D’Aguiar also uses elements of memory, dreams, and spiritual connections to challenge the
idea that history is only what is written down. The novel includes scenes of Mintah surviving
the sea and remembering the dead, keeping their stories alive. These elements blur the lines
between the living and the dead, between past and present. In doing so, D’Aguiar suggests
that the effects of slavery are not just historical but continue to haunt the present. This
“haunting” is a key theme in postcolonial and black Atlantic literature, and the slave novel is
an ideal form to explore it.
Another important way the genre helps D’Aguiar problematize history is by focusing on the
emotional and psychological impact of slavery. Historical texts often focus on dates,
numbers, and events, but the novel shows what it felt like to be on the ship, to lose loved
ones, to face death, and to resist dehumanization. Through characters like Mintah and
Simon (the cook’s assistant), D’Aguiar presents a layered view of the past, where people are
not just victims but also fighters, thinkers, and survivors. The slave novel thus becomes a
tool to restore emotional truth to a history often told without feeling.
Moreover, the novel shows that the legacy of slavery is not only about loss and trauma, but
also about endurance and memory. By using fiction to tell the story of the Zong, D’Aguiar
brings attention to how some stories were never recorded at all. This invites readers to think
about what it means to “know” history. Can history only be made up of facts? Or can
imagination, memory, and storytelling also be valid ways of understanding the past?
In Feeding the Ghosts, the slave novel becomes a way to resist forgetting. D’Aguiar does not
offer a neat ending or easy resolution because the effects of slavery are ongoing. He
suggests that writing and reading about slavery must involve not just mourning the dead but
also remembering their struggle and carrying their memory into the present. Through the
genre of the slave novel, he turns the Zong from a historical event into a living memory, one
that continues to demand justice, attention, and reflection.
In conclusion, Fred D’Aguiar’s use of the slave novel allows him to question and reshape how
we understand the history of transatlantic slavery. By combining fact and fiction, trauma and
resistance, silence and speech, he brings to light the deep emotional and cultural impact of
slavery. The slave novel is not just a genre for telling stories; in D’Aguiar’s hands, it becomes
a powerful way to reclaim lost voices and challenge the official record of history.
ACT OF WRITING
In Feeding the Ghosts, the act of writing holds deep importance. Fred D’Aguiar uses writing
not only as a way to tell a story but also as a form of remembrance, resistance, and healing.

* **GIVEN RECORDS**:
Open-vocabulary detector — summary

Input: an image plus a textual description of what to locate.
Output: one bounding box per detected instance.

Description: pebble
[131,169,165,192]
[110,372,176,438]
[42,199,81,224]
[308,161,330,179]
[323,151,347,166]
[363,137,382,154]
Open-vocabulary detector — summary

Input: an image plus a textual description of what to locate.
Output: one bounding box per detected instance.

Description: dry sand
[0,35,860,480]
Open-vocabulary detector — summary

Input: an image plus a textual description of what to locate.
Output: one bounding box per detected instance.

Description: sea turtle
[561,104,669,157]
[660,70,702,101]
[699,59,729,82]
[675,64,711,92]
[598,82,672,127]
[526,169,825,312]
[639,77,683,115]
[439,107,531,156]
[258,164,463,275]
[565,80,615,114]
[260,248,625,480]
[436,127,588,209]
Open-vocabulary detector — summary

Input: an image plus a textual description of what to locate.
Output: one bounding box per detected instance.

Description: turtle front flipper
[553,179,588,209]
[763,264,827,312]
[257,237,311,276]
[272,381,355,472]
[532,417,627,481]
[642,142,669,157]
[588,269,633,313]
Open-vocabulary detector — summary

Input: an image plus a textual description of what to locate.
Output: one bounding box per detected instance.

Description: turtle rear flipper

* **EXERCISE**:
Answer these questions from the passage on Feeding the Ghosts:
(a) Which character does the passage identify as the cook's assistant?
(b) What does D'Aguiar not offer, because the effects of slavery are ongoing?
(c) Besides telling a story, what three forms does the act of writing take in the novel?
The entries have no connection to the passage on Feeding the Ghosts.

* **EXERCISE ANSWER**:
(a) Simon.
(b) A neat ending or easy resolution.
(c) Remembrance, resistance, and healing.